▸ PASAJE:
LA CONEXIÓN CONCEPTUAL ENTRE JUSTICIA Y VIDA BUENA
Gonzalo Gamio Gehri
Consideremos la argumentación genérica de las teorías contractualistas de la justicia y la sociedad, presentes, por ejemplo, en la Teoría de la justicia de Rawls o en los textos de Dworkin. Todas ellas asumen la hipótesis teórica de un imaginario pacto universal que daría origen a la vida social, bajo el supuesto de un estado de cosas anterior, en el cual los individuos viven en una situación de igualdad y libertad, sin el amparo y las restricciones que provienen de la ley. Como hemos visto, el estado natural – o la posición original – son presuposiciones conceptuales de índole contrafáctica, no constataciones de corte antropológico. Justamente su carácter ideal pretende darle fuerza normativa a la teoría.
El resultado – si nos guiamos por la propuesta del primer Rawls – más que ingresar a cierto tipo de sociedad, es determinar en condiciones de equidad los principios deontológicos que la regularían en el futuro (si es que no la regulan de facto[1]). Se trata de principios que cada una de las partes elegirían en una situación de absoluta neutralidad, vale decir, si ninguno de sus intereses sustantivos y empíricos se pone en juego en el momento de la elección. Hemos visto cómo, en esta línea de reflexión, la hipótesis del recurso al velo de la ignorancia como mecanismo de eliminación de lo particular (tanto lo ético – cultural como lo socioeconómico e incluso lo “natural”) constituye una estrategia ineludible para preservar la “pureza racional” de la teoría. En esta situación de absoluta imparcialidad, el yo debe ser concebido como ontológicamente anterior e independiente de sus fines, fundamentalmente en lo que se refiere a sus concepciones de la vida buena. Esto constituye el precio de la ‘objetividad’.

▸ DESCRIPCIÓN DE LA TAREA:
Enumera los ámbitos de lo particular que, según el pasaje sobre justicia y vida buena, elimina el velo de la ignorancia.

▸ INFORMACIÓN REGISTRADA:

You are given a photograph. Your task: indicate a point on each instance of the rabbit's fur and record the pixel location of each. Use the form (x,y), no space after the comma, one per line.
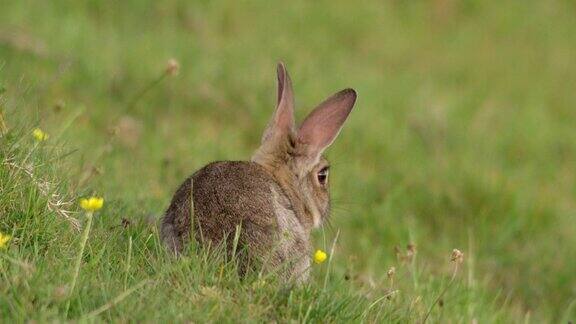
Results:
(275,199)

▸ RESPUESTA:
- lo ético – cultural
- lo socioeconómico
- lo “natural”